- [Given task]: Could you convert the stretch from the line containing "Task: point: the turquoise" through the end of the records into a Markdown table with the columns Row and Line, numbering each line and skipping blank ones?

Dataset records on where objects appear
----------
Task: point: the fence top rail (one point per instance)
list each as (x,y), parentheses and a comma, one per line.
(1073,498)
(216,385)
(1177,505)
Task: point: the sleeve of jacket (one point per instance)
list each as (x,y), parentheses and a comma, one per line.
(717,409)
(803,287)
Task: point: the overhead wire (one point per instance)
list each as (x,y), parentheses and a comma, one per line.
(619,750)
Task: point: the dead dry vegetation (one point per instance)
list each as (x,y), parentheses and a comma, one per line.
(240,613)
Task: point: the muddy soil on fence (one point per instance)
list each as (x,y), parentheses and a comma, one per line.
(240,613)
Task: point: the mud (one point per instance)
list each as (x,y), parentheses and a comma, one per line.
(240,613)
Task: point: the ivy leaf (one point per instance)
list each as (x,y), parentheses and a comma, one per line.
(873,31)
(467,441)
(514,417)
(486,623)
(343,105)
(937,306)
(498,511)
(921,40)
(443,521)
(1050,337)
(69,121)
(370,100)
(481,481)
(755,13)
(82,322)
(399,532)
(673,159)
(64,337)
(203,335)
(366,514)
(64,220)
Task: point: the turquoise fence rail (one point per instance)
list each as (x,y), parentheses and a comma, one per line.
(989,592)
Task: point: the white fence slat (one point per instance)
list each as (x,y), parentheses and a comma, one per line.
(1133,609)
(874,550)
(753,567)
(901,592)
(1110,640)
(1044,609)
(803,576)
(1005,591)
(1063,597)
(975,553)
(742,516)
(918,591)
----------
- [The response]:
| Row | Line |
|---|---|
| 1 | Task: point: the turquoise fence rail (one point per instance) |
| 2 | list each as (x,y), parentheses and a comma, one per line. |
| 3 | (989,592) |
| 4 | Task: point: the white fence slat (one point per instance) |
| 5 | list each as (x,y), parentheses and a comma, one per line. |
| 6 | (1133,609) |
| 7 | (874,550) |
| 8 | (753,567) |
| 9 | (901,592) |
| 10 | (1110,640) |
| 11 | (1044,609) |
| 12 | (803,576) |
| 13 | (1005,591) |
| 14 | (1063,597) |
| 15 | (975,553) |
| 16 | (742,516) |
| 17 | (918,591) |